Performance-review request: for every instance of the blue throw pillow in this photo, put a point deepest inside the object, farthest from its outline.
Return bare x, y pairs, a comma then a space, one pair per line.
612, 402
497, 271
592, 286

· · · · · · ·

**Your goal**
Please reproduce the records above line for line, keeping every character unchanged.

**The output**
Performance-review request: for every instance of the blue throw pillow in this photo, put a point deepest inside the object, farthest from its outline.
Return bare x, y pairs, a comma then a space, one pair per line.
612, 402
497, 271
592, 286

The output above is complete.